| Task brief |
Copy word for word the part of the forum thread about the puppies Rosa and Rocco that begins at the words "Jen-I think they" and stops after "back to tank-like.".

| Extract to read |
Hugs, wonderful Jean. We all miss him too









However, Rocco is sure one gorgeous fella!!! No wonder everyone (canine or not) loves him. :wubba:


----------



## JeanKBBMMMAAN

*TheLeetle friends' friends...*

I am trying not to put too much pressure on Rocco (or the idea of Rocco). He has great qualities of his own, and some he shares with HRH. But he really is a corker! Thank you for understanding. 

Jen-I think they are about 14 weeks now, going on 15. Rosa was b/t 14-15# last week, and Rocco I am guessing is over 20#. Last week he was lean and leggy, this week, he's back to tank-like. 

Rosa's adopters came up today to see her again,







 and I brought Rocco because we also met with a trainer who is going to offer classes for the Leetle Friends if they can find another friend-which we are trying to do. It was really neat! I do create some bad habits...







. Going to try to re-name them (hug, paws up) so that I can keep them.









Rosa, is this the bridge with the trolls? It's all clear...









I don't know Rocco, I still don't like the running water so much...









I am not going to look at the running water, lalalalala, my eyes are beeg and my ears are down...









They played, went for a walk and crashed a graduation party. Finally they met some kids who wanted to play with them, and people who gave them hugs. 

Working on paws up here...

First, you tell us off, now up? People!









I will do it oh so gently...









Ta DA! From out of nowhere, he comes Rocco!









Attention hog.

















Rosa, do you hear the bullfrog? 









Hey, new friend lady, I was just trying to see where that bullfrog was! [as he is being pulled back out of the pond]









Rosa's portrait of the day...









And Rocco's...









Hope to see you real soon new friends...


----------



## onyx'girl

*Re: TheLeetle friends' friends...*

Gosh,these two pups make me tear up everytime I go on their thread.







What is up w/ that? I think, in their lifetime, they will touch everyone they come into contact with.


----------



## GSDTrain

*Re: TheLeetle friends' friends...*

Great Pics, they are both adorable!


----------



## JeanKBBMMMAAN

*Re: TheLeetle friends' friends...*

Awww, Jane, that is so sweet. I don't know, there is something about them (I think of them like Dumbo, Bambi because of their mom-and that always gets me choked up). What a neat thing to say/think. 

Today a little girl said to Rosa-"You're cute," and to Rocco, "You're funny!" So hilarious to see how she put them into place that way. 

Ashley-does Sophia's face change at all? Rocco's is like that Mask movie! This week, he's getting a forehead...the evolution of Rocco...

OH! Rosa's adopters brought treats/presents for my dogs. Thank you! They (my dogs) were VERY excited to smell the bags...I'll give them some tomorrow. Tonight someone in my neighborhood is doing fireworks again. Bruno's not happy about that-he was anticipating it, it seemed, as it got darker...I told him, nah, the holiday is over. Poor thing!


----------



## aubie

*Re: TheLeetle friends' friends...*








I looooove Rosa's look in the "attention hog" photo!!!

Dataset records:
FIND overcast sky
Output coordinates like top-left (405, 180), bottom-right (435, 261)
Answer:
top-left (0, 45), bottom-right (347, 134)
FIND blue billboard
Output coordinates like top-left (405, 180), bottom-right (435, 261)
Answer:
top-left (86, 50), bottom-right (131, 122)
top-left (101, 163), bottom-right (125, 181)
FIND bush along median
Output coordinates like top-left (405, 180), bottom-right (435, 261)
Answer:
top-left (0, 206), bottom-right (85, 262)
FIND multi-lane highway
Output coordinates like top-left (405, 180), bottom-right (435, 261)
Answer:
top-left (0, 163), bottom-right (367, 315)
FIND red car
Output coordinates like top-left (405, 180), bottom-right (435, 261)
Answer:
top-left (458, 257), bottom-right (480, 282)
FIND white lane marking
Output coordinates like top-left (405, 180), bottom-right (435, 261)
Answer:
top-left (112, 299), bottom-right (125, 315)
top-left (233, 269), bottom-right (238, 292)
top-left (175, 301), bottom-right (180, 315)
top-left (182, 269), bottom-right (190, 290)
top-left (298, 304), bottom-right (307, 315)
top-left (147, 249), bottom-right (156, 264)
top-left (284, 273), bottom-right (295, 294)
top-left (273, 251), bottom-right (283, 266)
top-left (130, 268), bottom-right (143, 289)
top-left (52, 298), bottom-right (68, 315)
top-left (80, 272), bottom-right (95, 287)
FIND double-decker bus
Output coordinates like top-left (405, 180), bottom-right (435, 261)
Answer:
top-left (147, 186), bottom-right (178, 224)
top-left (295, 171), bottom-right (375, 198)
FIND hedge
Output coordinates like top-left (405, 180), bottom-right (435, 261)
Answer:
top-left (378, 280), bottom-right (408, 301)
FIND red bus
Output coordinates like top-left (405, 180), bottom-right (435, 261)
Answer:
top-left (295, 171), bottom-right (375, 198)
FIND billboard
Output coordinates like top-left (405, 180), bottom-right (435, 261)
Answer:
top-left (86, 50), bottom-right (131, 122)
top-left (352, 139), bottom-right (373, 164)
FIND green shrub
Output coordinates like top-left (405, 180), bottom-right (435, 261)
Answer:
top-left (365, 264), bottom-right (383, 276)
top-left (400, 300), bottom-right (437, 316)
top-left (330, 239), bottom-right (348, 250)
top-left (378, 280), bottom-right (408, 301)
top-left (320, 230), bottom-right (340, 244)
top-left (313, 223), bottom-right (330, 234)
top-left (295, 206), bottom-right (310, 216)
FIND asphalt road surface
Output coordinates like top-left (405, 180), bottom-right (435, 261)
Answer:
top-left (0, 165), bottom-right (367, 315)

| Your solution |
Jen-I think they are about 14 weeks now, going on 15. Rosa was b/t 14-15# last week, and Rocco I am guessing is over 20#. Last week he was lean and leggy, this week, he's back to tank-like.